### Work to be completed:
Pull out every line of the material below that contains the word "photo". Treat uppercase and lowercase letters as different.

### Records to process:
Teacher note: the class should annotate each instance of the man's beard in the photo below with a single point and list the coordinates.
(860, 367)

--

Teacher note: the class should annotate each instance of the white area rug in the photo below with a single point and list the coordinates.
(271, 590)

* * *

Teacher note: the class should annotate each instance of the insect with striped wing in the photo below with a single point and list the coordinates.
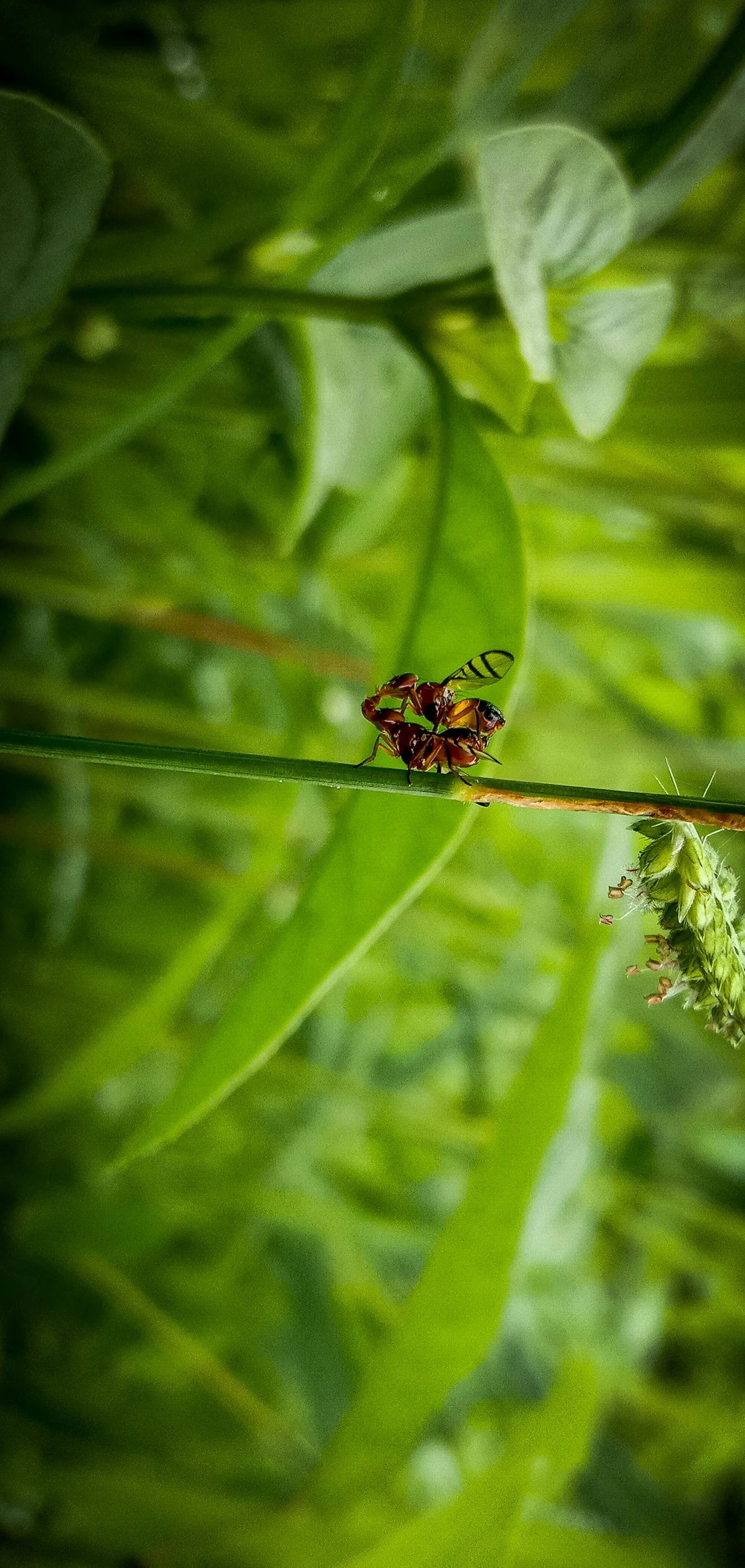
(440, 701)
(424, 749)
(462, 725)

### Response to this exercise:
Teacher note: the class should annotate each instance of the man's beard in the photo below with a single point and list the coordinates.
Teacher note: the class should annotate each instance of the white area rug in the photo below with a single point and list the coordinates.
Teacher note: the class should annotate each instance of the insect with striped wing in the photo below with a single point and list the coordinates.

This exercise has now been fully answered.